**Problem details:** Go through the entries, filter for the word "windshield", and copy every line that has it.

**Dataset extract:**
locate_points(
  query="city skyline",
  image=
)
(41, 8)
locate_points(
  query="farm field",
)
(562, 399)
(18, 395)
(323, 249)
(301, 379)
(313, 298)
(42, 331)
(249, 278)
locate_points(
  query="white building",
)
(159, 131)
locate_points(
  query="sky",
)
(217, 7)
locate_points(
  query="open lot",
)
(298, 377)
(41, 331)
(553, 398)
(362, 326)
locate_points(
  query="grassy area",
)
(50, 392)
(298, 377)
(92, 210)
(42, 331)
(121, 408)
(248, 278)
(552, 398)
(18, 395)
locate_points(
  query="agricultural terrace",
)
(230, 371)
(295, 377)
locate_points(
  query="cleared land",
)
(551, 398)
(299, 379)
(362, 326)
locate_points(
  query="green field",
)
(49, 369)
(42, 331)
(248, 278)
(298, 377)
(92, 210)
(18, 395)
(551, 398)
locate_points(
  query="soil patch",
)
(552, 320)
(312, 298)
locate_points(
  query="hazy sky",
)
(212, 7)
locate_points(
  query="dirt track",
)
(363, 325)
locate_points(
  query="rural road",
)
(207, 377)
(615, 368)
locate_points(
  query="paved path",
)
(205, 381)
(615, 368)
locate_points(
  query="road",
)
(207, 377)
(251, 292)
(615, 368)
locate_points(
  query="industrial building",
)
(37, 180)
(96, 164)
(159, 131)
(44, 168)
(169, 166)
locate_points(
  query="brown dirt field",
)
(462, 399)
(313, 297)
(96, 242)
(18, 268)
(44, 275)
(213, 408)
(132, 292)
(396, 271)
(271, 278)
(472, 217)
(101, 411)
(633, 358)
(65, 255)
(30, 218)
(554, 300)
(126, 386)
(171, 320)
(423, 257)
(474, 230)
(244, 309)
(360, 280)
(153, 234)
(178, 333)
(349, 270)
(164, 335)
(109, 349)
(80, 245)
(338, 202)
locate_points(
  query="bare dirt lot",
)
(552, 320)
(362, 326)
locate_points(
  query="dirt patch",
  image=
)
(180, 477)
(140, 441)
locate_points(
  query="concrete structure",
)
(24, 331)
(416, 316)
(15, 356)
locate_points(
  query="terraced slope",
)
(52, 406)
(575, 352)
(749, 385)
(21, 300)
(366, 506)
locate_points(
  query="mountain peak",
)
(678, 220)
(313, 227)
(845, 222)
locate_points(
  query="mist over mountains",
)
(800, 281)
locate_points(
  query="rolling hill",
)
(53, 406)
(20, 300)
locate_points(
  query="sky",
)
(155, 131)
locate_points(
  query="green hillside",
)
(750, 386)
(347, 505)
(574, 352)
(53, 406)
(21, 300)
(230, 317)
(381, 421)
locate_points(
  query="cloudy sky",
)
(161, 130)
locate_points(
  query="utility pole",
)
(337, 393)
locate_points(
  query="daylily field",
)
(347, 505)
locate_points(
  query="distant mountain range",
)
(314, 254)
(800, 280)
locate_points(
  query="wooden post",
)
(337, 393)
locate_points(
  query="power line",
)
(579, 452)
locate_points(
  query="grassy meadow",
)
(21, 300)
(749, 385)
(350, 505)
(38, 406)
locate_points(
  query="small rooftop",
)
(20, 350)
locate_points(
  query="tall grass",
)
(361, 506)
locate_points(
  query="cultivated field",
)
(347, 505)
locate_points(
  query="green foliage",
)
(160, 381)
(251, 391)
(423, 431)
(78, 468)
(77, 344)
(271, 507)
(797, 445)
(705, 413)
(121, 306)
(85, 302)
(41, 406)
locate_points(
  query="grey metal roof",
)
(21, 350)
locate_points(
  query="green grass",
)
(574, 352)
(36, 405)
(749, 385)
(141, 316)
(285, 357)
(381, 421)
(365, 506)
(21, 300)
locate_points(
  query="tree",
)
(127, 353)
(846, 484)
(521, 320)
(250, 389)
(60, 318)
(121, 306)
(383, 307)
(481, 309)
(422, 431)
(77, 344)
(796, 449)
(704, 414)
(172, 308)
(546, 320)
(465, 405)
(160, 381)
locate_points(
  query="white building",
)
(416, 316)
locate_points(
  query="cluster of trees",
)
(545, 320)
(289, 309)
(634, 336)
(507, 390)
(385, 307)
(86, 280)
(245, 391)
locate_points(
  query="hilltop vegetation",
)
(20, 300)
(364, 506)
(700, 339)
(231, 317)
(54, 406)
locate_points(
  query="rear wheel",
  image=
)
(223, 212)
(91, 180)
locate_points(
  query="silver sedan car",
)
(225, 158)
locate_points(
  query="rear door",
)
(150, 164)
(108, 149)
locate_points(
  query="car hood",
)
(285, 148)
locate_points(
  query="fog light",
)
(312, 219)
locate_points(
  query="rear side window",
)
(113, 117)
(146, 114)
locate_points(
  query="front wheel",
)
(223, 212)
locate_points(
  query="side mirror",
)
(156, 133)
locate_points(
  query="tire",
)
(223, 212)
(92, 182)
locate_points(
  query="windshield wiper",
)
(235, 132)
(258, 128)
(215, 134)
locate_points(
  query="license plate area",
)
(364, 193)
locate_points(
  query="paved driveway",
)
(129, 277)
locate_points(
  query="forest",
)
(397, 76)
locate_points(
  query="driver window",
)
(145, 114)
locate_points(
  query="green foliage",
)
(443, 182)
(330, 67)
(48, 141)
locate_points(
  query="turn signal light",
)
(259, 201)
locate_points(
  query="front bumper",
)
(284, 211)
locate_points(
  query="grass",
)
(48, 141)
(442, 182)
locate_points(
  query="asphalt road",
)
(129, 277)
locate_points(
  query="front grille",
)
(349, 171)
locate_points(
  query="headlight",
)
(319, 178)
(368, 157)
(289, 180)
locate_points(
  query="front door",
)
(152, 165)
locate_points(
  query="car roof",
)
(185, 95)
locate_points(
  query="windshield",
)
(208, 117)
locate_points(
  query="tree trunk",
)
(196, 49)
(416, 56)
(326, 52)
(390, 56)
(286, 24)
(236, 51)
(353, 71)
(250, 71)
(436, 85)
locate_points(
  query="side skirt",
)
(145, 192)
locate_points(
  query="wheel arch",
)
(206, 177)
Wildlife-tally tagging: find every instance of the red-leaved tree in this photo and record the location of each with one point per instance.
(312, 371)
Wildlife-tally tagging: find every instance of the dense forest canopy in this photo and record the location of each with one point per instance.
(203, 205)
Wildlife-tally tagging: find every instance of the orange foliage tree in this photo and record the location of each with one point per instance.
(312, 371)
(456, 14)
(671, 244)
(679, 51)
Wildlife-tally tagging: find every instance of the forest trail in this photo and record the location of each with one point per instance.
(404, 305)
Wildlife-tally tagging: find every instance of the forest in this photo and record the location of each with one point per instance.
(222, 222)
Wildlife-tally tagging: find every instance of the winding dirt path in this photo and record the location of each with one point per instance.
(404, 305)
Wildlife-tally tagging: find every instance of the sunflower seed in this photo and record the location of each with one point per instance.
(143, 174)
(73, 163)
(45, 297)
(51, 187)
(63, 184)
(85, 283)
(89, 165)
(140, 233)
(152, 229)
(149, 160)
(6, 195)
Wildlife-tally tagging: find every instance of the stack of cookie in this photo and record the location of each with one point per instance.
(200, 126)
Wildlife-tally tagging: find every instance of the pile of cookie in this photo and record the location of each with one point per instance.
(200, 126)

...

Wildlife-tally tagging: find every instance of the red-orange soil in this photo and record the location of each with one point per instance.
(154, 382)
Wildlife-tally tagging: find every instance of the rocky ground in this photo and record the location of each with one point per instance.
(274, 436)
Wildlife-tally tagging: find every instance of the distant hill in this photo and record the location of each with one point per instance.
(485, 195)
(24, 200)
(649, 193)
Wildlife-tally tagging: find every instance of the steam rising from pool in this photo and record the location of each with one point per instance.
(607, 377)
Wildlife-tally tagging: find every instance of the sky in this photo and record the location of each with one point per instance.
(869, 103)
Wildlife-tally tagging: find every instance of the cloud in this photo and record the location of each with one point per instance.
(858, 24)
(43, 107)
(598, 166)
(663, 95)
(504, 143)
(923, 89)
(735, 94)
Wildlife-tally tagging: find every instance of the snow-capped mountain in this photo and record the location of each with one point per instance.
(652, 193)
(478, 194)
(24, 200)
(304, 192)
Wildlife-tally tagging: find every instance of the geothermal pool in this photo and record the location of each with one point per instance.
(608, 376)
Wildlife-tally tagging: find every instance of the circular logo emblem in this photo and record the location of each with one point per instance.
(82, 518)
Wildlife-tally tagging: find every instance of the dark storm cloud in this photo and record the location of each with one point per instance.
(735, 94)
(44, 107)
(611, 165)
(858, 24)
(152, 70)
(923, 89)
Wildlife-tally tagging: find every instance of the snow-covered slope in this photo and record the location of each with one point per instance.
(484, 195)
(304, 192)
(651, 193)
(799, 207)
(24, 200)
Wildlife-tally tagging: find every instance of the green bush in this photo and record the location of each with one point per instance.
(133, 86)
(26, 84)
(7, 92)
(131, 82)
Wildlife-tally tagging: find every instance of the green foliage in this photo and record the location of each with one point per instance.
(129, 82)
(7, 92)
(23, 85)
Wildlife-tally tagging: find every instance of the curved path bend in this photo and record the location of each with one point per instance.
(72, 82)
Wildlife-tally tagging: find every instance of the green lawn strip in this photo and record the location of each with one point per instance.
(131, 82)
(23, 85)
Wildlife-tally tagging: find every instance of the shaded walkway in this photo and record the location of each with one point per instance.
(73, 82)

**Reply to the task:**
  query="windshield wiper",
  query="windshield",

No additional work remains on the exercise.